Instructions to follow:
Select every line in the items below that contains the word "brown", treating uppercase and lowercase as different, and copy each of those lines.

START Dataset records

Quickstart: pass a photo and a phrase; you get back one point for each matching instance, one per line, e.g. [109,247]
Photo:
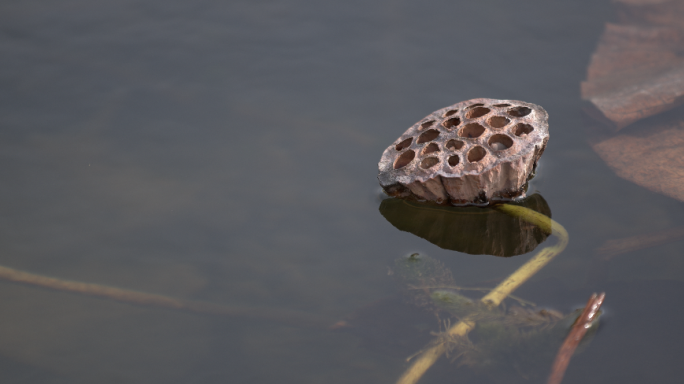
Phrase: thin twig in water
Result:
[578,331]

END Dataset records
START Dataset records

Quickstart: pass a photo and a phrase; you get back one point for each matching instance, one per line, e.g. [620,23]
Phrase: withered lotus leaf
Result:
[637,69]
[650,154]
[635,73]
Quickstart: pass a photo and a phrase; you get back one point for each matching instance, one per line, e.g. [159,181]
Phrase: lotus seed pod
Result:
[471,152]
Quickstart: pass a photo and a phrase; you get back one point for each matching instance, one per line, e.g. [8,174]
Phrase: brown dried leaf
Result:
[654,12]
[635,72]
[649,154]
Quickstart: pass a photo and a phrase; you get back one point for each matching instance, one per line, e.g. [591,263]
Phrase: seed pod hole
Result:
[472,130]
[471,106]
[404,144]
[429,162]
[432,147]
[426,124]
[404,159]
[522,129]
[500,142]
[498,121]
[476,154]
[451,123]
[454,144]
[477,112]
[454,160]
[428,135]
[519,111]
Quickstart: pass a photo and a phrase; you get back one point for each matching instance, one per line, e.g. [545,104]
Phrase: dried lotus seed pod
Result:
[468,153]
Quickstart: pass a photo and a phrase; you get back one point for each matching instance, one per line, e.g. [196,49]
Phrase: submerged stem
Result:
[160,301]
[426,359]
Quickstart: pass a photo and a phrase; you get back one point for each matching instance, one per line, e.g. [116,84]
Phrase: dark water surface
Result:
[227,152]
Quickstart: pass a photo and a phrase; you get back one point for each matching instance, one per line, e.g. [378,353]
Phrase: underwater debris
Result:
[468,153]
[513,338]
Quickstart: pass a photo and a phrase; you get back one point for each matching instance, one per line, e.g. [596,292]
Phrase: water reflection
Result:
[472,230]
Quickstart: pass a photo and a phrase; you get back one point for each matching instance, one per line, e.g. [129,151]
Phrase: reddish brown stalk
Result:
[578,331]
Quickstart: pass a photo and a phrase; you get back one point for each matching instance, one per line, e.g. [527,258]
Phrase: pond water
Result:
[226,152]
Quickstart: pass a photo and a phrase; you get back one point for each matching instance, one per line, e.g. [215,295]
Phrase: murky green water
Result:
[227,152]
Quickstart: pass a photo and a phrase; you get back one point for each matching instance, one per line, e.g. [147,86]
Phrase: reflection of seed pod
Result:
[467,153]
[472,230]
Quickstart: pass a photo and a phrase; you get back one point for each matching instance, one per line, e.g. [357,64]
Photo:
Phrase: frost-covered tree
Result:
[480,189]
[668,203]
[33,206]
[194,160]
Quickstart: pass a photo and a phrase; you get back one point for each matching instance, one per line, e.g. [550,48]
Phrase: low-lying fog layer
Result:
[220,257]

END Dataset records

Response to the task:
Phrase: brown dried leaf
Phrase: reddish brown stalk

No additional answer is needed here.